**Passage given:**
▬▬▬▬▬▬

SQL Functions COALESCE and Strings

COALESCE, NULL handling, string functions, volatility

Functions

We’ve used functions in PostgreSQL before.

Simple math functions like SUM(), AVG(), MAX(), MIN() etc

In this document we look at important SQL functions you should know about.

Then we create functions based on SELECT statements.

how to create a new SQL function
difference in function volatility
function overloading
benefits of functions over simple queries

SQL functions use simple queries. They are efficient but lack any logic control such as LOOPs and variables.

For that we need a procedural language such as PL/pgSQL.

Important SQL functions

COALESCE

see https://www.postgresql.org/docs/current/functions-conditional.html#FUNCTIONS-COALESCE-NVL-IFNULL

The COALESCE function returns the first of its arguments that is not null.

If all arguments are null, COALESCE returns null.

select COALESCE(1,2,3,4,5,6) -> 1
select COALESCE(NULL,2) -> 2
select COALESCE(NULL,NULL) -> NULL

If the last column is a string COALESCE will always return that string if the other arguments are NULL.

So COALESCE is often used to substitute a default value for null values when data is retrieved for display, for example:

This query returns description if it is not null, otherwise short_description if it is not null, otherwise (none).

SELECT COALESCE(description, short_description, '(none)')

This query returns unknown when domain is null

SELECT COALESCE(domain, 'unknown' ) from trees;  --

Practice

We’re working with the normalized version of the trees database. treesdb_v03

Using the trees table. select a random number of trees, (id, height, remarkable). If the column remarkable is null, display unknown instead

Note: all arguments of COALESCE need to have the same type. To cast a Boolean into a text use name_of_boolean_column::text.

[solution]

<your query>

CONCAT function

To concatenate string you can use the CONCAT function which concatenates the text representations of all the arguments and ignores NULL arguments.

concat ( val1 "any" [, val2 "any" [, ...] ] ) → text

For instance:

concat('abcde', 2, NULL, 22) → abcde222

the `||` symbol

You can also use the || symbol to concatenate strings.

text || text → text

Concatenates the two strings.

▬▬▬▬▬▬

**Entries shown:**

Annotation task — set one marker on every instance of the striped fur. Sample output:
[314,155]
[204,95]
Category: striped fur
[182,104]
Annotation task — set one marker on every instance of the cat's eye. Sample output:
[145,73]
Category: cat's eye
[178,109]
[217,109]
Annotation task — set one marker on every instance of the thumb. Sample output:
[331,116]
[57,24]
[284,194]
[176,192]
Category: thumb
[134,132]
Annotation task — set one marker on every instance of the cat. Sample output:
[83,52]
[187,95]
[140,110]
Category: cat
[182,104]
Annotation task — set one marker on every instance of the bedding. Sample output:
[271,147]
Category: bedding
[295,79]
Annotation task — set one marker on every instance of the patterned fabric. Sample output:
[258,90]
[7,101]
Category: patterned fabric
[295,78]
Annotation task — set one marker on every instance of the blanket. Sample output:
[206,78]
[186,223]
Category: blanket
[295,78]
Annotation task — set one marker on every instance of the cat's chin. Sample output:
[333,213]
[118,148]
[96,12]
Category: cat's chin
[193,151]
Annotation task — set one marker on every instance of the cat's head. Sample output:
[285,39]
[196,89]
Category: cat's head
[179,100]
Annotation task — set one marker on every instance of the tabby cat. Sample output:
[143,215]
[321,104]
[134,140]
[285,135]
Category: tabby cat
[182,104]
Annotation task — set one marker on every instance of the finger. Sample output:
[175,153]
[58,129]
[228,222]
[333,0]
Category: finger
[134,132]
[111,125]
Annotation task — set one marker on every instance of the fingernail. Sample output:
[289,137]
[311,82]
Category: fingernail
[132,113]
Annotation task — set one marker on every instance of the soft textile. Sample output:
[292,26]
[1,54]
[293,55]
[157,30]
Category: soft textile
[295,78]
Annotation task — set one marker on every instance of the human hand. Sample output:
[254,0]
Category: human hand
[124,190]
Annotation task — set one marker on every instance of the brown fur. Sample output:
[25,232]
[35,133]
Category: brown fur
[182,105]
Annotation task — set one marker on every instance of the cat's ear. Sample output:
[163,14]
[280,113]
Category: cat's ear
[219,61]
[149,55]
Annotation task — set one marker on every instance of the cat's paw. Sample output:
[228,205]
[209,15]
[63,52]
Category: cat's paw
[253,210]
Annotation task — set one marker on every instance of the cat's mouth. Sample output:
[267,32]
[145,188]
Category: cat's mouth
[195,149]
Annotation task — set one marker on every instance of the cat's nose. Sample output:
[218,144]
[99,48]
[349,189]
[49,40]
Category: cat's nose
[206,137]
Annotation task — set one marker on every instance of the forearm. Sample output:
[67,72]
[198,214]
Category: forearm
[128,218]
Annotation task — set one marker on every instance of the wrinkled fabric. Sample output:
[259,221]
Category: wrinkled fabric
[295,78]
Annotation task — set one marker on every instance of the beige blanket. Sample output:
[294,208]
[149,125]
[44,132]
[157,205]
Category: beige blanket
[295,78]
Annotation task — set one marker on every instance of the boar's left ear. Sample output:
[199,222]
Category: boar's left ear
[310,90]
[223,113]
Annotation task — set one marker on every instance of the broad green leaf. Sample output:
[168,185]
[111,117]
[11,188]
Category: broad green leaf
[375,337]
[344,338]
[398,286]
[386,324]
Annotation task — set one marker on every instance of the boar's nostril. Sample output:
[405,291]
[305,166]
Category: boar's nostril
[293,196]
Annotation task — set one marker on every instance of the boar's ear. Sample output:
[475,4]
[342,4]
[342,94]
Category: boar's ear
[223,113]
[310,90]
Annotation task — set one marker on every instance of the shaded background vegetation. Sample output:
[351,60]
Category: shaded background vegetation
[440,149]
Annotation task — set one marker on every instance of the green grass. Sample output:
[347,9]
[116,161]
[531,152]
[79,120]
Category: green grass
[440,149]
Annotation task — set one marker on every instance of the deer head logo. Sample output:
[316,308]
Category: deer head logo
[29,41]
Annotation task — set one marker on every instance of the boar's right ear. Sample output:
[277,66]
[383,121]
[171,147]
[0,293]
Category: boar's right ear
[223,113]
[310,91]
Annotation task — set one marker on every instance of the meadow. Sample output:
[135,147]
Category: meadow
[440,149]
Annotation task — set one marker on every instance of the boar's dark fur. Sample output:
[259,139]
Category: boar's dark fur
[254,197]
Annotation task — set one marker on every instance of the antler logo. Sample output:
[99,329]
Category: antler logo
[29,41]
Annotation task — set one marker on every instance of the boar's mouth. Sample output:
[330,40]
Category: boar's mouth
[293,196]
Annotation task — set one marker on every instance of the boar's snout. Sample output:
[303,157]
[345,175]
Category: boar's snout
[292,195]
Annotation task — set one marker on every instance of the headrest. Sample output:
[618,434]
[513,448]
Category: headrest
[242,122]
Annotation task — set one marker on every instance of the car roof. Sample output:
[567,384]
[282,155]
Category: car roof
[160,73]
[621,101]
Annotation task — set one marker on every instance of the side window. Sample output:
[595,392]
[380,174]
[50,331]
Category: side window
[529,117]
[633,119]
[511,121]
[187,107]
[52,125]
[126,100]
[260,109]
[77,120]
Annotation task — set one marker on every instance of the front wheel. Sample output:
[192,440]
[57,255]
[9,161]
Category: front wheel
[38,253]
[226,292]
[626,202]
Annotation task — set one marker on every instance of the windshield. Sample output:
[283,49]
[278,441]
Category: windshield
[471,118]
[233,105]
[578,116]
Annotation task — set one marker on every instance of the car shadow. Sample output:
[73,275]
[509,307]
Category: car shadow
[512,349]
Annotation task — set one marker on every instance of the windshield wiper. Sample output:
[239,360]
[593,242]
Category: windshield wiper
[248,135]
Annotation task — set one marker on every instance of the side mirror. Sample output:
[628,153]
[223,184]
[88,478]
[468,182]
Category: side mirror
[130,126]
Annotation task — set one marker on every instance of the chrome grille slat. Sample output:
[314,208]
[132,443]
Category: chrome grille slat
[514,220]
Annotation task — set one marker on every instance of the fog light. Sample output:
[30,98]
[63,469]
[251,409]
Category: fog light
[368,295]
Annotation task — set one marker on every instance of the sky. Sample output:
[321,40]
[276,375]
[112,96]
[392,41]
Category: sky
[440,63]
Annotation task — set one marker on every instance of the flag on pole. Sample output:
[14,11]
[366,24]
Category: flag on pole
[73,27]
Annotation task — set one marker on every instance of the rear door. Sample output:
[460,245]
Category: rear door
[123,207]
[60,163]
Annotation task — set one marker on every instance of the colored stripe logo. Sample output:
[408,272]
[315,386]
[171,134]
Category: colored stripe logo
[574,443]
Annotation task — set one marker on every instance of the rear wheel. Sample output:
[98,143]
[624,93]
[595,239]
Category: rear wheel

▬▬▬▬▬▬

**Jobs:**
**a.** In the SQL functions text, what does COALESCE return when all of its arguments are null?
**b.** Name every simple math function that the SQL functions text gives as an example.
**c.** Write the next part of the text on PostgreSQL SQL functions, picking up after its last sentence.

**Answer list:**
**a.** It returns null.

**b.** SUM(), AVG(), MAX(), MIN()

**c.**
'Post' || 'greSQL' → PostgreSQL

Exercise

Using the treesdb_v03, concatenate multiple columns into one

columns are :

name
genre
species
variety
domain
arrondissement

also

if one value is null, replace with UNK, using COALESCE.
use concat_ws to add a ‘-‘ (upper dash) between all the columns
replace all the spaces with a column value with ‘_’ with REPLACE()

see https://www.postgresql.org/docs/current/functions-string.html

Note: you don’t have to return all the rows each time. You can limit to N random() rows;

Note: first build the main query that returns all the columns, then coalesce, then concatenate, then replace

<your query>

Create your own SQL function

You can create a SQL function with:

CREATE [OR REPLACE] FUNCTION function_name(parameter1 type, parameter2 type, ...)
RETURNS return_type
AS $$
    SQL_statement()
$$ LANGUAGE SQL;

where SQL_STATEMENT is a SQL query.

For instance

CREATE OR REPLACE FUNCTION add_numbers(a integer, b integer)
RETURNS integer
AS $$
    SELECT a + b;
$$ LANGUAGE SQL;

which you can then use directly with :

SELECT add_numbers(5, 3);

Key points about SQL vs PL/pgSQL functions

Performance: SQL functions can often be inlined by the query planner, potentially leading to better performance than PL/pgSQL functions for simple operations.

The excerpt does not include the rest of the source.